PROBLEM DESCRIPTION: Could you render every line of the entries below as a numbered list, skipping any blank lines and leaving the pictures out?

EXCERPTED DATA:
● ● ● ● ● ● ●

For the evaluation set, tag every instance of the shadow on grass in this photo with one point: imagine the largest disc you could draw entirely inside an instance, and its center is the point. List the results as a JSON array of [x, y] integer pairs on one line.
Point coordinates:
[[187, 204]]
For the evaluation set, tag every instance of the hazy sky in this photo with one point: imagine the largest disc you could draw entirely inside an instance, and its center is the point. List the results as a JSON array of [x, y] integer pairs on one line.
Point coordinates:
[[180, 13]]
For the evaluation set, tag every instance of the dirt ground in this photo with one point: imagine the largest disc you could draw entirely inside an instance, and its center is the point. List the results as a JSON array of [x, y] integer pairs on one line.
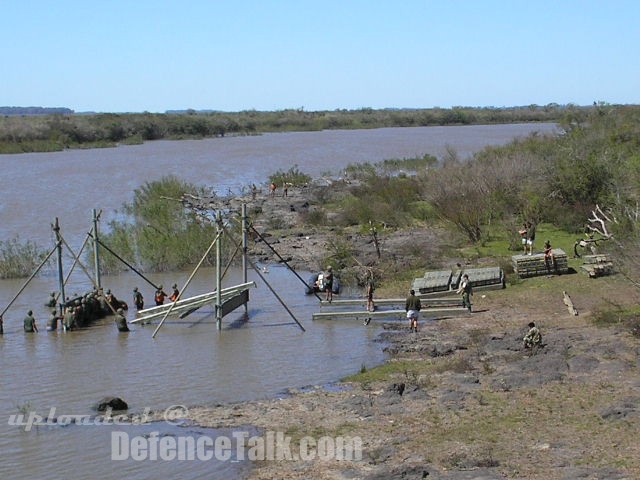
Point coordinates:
[[463, 399]]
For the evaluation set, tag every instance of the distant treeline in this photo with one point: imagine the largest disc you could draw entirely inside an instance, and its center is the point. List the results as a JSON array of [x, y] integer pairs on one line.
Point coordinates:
[[60, 131], [35, 111]]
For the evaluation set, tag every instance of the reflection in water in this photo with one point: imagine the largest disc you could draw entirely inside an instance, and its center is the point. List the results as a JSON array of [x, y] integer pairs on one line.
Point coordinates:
[[189, 362]]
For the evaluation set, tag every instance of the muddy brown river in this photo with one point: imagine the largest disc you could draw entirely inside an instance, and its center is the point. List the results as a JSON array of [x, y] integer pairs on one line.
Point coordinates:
[[189, 362]]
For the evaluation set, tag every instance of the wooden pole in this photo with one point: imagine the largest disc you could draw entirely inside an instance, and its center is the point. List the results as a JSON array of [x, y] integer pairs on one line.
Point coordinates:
[[257, 270], [219, 272], [96, 248], [244, 248], [125, 262], [215, 242], [310, 287], [24, 285], [56, 229]]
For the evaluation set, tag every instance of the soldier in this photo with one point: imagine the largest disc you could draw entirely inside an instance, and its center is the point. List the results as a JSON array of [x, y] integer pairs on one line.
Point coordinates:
[[52, 324], [466, 291], [52, 300], [533, 338], [412, 307], [30, 323], [69, 321], [160, 296], [138, 299], [370, 289], [328, 283], [175, 294], [121, 322]]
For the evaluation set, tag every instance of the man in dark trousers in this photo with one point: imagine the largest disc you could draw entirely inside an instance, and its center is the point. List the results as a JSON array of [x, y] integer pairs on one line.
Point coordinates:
[[30, 323], [138, 299], [412, 307]]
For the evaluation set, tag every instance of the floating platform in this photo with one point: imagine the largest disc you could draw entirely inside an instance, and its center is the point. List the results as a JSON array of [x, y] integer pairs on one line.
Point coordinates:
[[426, 301], [534, 265], [435, 312], [231, 299]]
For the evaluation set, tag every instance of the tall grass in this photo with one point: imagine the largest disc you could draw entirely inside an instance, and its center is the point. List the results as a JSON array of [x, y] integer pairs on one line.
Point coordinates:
[[19, 258]]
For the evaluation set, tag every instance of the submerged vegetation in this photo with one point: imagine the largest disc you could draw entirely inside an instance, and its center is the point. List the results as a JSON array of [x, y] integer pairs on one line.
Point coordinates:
[[159, 233], [56, 132], [19, 258]]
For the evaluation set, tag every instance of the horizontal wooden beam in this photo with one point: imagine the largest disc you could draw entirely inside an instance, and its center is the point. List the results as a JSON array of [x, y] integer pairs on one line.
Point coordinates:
[[426, 301], [426, 313]]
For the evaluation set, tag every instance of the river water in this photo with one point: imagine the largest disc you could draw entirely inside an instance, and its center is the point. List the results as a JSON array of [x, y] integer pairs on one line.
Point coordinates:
[[189, 362]]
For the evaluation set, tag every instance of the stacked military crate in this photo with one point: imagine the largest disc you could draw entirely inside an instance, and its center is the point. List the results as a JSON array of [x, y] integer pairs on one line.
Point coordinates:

● ● ● ● ● ● ●

RESULT:
1. For the evaluation set, tag every instance of the shadow on grass in this photo with one point: imagine the largest disc you could draw entirely inside an instance, and its center is the point. List the results as a JSON array of [x, y] integer pairs on one line.
2. Point coordinates:
3. [[187, 204]]
4. For the evaluation set, tag every instance of the hazy sky in this photo with one point: imagine the largest disc you could draw entirely inside an instance, and its center is the point. List the results as a JSON array of [x, y] integer pairs on one line.
5. Point coordinates:
6. [[180, 13]]
7. For the evaluation set, tag every instance of the dirt ground in this photo with one point: imagine the largest disc you could draw entirely inside an instance, and its center is the point. List the results as a JSON array of [x, y] integer pairs on one line.
8. Point coordinates:
9. [[463, 399]]
10. For the evaluation set, tag every instance of the distant treeline in this photo with one point: imagine the largest disc you could draw entirely inside an instance, and its center is the point. List the results as a JSON array of [x, y] integer pairs on one line.
11. Point coordinates:
12. [[60, 131], [35, 111]]
13. For the evaluation set, tag every instance of the reflection in water in this photo with one point: imagine the largest disc you could draw entirely inside an instance, and its center is the point. List the results as a JSON array of [x, y] integer pairs on one line.
14. Point coordinates:
15. [[189, 362]]
16. For the evaluation set, tag every instance of the muddy brown river in this photo with one point: imagine the largest disc you could draw entirely inside an instance, and its center is the point. List the results as a JSON array of [x, y] integer pairs on one line.
17. Point coordinates:
18. [[189, 362]]
19. For the evaluation set, tag every instance of the wooden pole in this photo with one point: imagine the largest disc you could draw entirely inside an instance, and its center is the point. List the results as a JSON array of [x, y] integer pairs on one line.
20. Point coordinates:
21. [[257, 270], [219, 272], [96, 248], [244, 248], [125, 262], [215, 242], [310, 287], [24, 285], [56, 229]]
22. For the evaluation set, tag every instance of the soldier in this photo with one point: imagine the largest disc you could draw entirely inside an instance, and its center is the point. List the results as a JSON array of [x, y] integer pairs on one line.
23. Point coordinates:
24. [[52, 324], [466, 291], [52, 300], [533, 338], [412, 307], [30, 323], [69, 321], [160, 296], [138, 299], [370, 289], [328, 283], [175, 294], [121, 322]]
25. For the evaluation set, tag every instance of the man in dark trousers in this photo with one point: imagine the largest disc you could draw entirely inside an instance, and its center is the point. List the results as a JSON array of [x, y] integer pairs on one line.
26. Point coordinates:
27. [[30, 323], [138, 299], [412, 307]]
28. For the evaluation set, tag every instance of the floating platform in this photo with one point: imagine the largest disc you could draw entirely inside an instance, and its center is the point. List the results as a JSON array of [x, y] integer pairs on one line.
29. Point coordinates:
30. [[426, 301], [534, 265], [435, 312], [231, 299]]
31. For the evaluation set, tag every instance of the tall grass in this photo with one point: imagine the largest disc you could draw entirely inside an instance, and its center is the point. List the results as a JSON array of [x, y] integer pairs on one line.
32. Point coordinates:
33. [[19, 258]]
34. For the evaluation set, tag every instance of the submerged vegetation in this photo with one point: imagine the largest disc you could draw entirely inside an instance, and its center is the point. List the results as a JSON array of [x, y] integer pairs on one line.
35. Point coordinates:
36. [[159, 233], [56, 132], [19, 258]]
37. For the evaluation set, tag every instance of the horizontal wooden beam in this photo with one point: imagine the largest disc you could draw entirely inside an instance, and its center is the point. List the results as a JSON array of [x, y] integer pairs on one line.
38. Point coordinates:
39. [[426, 301], [426, 313]]
40. For the evaluation set, tag every instance of the river water in this photo with one point: imagine the largest disc you could draw entirely inside an instance, and its center is the point. List the results as a JSON array of [x, y] integer pairs on one line.
41. Point coordinates:
42. [[189, 362]]
43. For the evaluation set, tag every instance of the stacked military crate in this photo with one point: imagine the largest disc you could draw entirely inside an instance, and its center is the point. List the results as a JSON array of [x, y] integer pairs on one line.
44. Point coordinates:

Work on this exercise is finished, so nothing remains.